- [Consigne 1]: Veuillez recopier le texte sur la régénération osseuse de « La technique de » jusqu'à « en PTFE dense. » inclus, en remplaçant « clous chirurgicaux » par « vis chirurgicales ».
- [Consigne 2]: D'après le texte sur la régénération osseuse, qu'apporte l'association des membranes non résorbables à une armature en titane stabilisée par des clous chirurgicaux ? Répondez en une à trois phrases.
- [Consigne 3]: Rédigez la suite du texte sur la régénération osseuse après sa dernière phrase.

++++ Extrait fourni ++++

Certaines situations anatomiques ne permettent pas la mise en place d’implants (fig. 1 à 3), même courts, et nécessitent le recours à des techniques plus invasives. La régénération osseuse de défauts verticaux ne peut se faire que par le maintien d’un espace de régénération stable pendant l’intégration osseuse des matériaux de greffe puis, à plus long terme, une fois des implants mises en place.

La stabilité mécanique semble avoir un intérêt fondamental dans ces procédés chirurgicaux.

Les augmentations verticales peuvent être réalisées par des blocs autogènes, cortico-spongieux, ou des lames corticales. Le recours au prélèvement d’os autogène augmente la morbidité du traitement et la résorption cicatricielle dépend de la densité minérale des tissus prélevés.

La technique de régénération osseuse guidée (ROG) a été également décrite pour ce type de reconstruction. L’utilisation de membranes non résorbables est largement documentée. Ces polymères synthétiques poreux, en polytétrafluoroéthylène (PTFE) dense ou expansé, n’induisent pas de réaction immunitaire et résistent à la dégradation enzymatique par les tissus de l’hôte. Lorsque ces membranes sont associées à une armature en titane et stabilisées à l’aide de clous chirurgicaux, leur stabilité mécanique est largement optimisée et leur manipulation facilitée. Une des complications majeures rapportées réside dans l’exposition précoce de la membrane associée à une infection des tissus mous environnants, bien que la prévalence de ce risque semble diminuée par l’utilisation de membranes en PTFE dense.

++++ Données enregistrées ++++

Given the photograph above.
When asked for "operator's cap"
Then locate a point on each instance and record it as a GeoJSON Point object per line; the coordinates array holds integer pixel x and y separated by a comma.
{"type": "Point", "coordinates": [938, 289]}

++++

- [Réponse rédigée 1]:
La technique de régénération osseuse guidée (ROG) a été également décrite pour ce type de reconstruction. L’utilisation de membranes non résorbables est largement documentée. Ces polymères synthétiques poreux, en polytétrafluoroéthylène (PTFE) dense ou expansé, n’induisent pas de réaction immunitaire et résistent à la dégradation enzymatique par les tissus de l’hôte. Lorsque ces membranes sont associées à une armature en titane et stabilisées à l’aide de vis chirurgicales, leur stabilité mécanique est largement optimisée et leur manipulation facilitée. Une des complications majeures rapportées réside dans l’exposition précoce de la membrane associée à une infection des tissus mous environnants, bien que la prévalence de ce risque semble diminuée par l’utilisation de membranes en PTFE dense.

- [Réponse rédigée 2]: Cette association optimise largement la stabilité mécanique des membranes. Elle facilite aussi leur manipulation.

- [Réponse rédigée 3]:
Pour limiter le risque d’exposition, certains auteurs préconisent l’utilisation de membranes résorbables (fig. 4) associées à des dispositifs de maintien et de stabilité tels que les vis d’ostéosynthèse utilisées comme « piquets de tente » (fig. 5) ou des plaques d’ostéosynthèse. Ces dispositifs permettent, d’une part, de stabiliser les matériaux de substitution osseuse et, d’autre part, de réduire les forces appliquées par les tissus muqueux et musculaires environnants dont l’impact sur le volume régénéré est significatif (fig. 6). Le recul clinique et bibliographique ne permet pas de privilégier une technique par rapport à une autre.

Le choix du matériau de substitution osseuse semble aussi impacter le succès des régénérations osseuses verticales, compte tenu du potentiel ostéogénique limité de ces sites fortement résorbés (fig. 7). Un mélange d’hydroxyapatite bovine faiblement résorbable et d’os autogène ou allogène ostéo-inducteur semble promouvoir la régénération osseuse et maintenir un volume stable dans le temps.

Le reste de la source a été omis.